==== DOCUMENT
This section presents an analysis of the workloads for the 557.xz_r benchmark and their effects on its performance. All of the data in this section was measured using the Linux perf utility and represents the mean value from three runs. This section addresses the following questions:

How much work does the benchmark do for each workload?
Which parts of the benchmark code are covered by each workload?
How is the benchmark’s behaviour affected by the compressibility of its input data?
How is the benchmark’s behaviour affected by data repetition and dictionary size?
How is the benchmark’s behaviour affected by different compilers and optimization levels?

5.1 Work

The simplest metric that can be used to compare the effect of the various workloads on the behaviour of a benchmark are variations to execution time. To this end, the benchmark was compiled with GCC 4.8.4 at optimization level -O3, and the execution time was measured for each workload on machines with Intel Core i7-2600 processors at 3.4 GHz and 8 GiB of memory running Ubuntu 14.04 LTS on Linux kernel 3.16.0-76-generic. Figure 8 shows the mean execution time for each of the workloads.
========
==== SOURCE MATERIAL
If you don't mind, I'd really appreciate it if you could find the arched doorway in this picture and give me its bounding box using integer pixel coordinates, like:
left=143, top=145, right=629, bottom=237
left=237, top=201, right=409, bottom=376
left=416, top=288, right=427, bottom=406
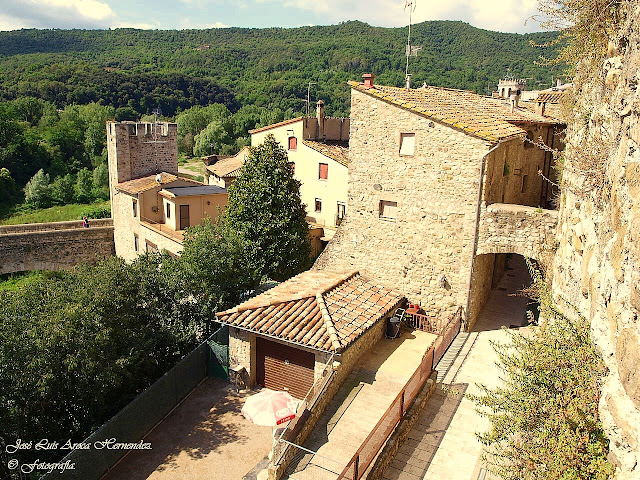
========
INSTRUCTION 1:
Answer these questions about the 557.xz_r analysis:
(a) Which utility was used to measure the data in the section?
(b) How many runs were averaged to produce each value?
(c) How much memory did the test machines have?
INSTRUCTION 2: List every question that the 557.xz_r analysis says its section addresses.
The data has no connection to the text about the 557.xz_r benchmark.

EXERCISE ANSWER 1:
(a) The Linux perf utility
(b) Three
(c) 8 GiB

EXERCISE ANSWER 2:
- How much work does the benchmark do for each workload?
- Which parts of the benchmark code are covered by each workload?
- How is the benchmark’s behaviour affected by the compressibility of its input data?
- How is the benchmark’s behaviour affected by data repetition and dictionary size?
- How is the benchmark’s behaviour affected by different compilers and optimization levels?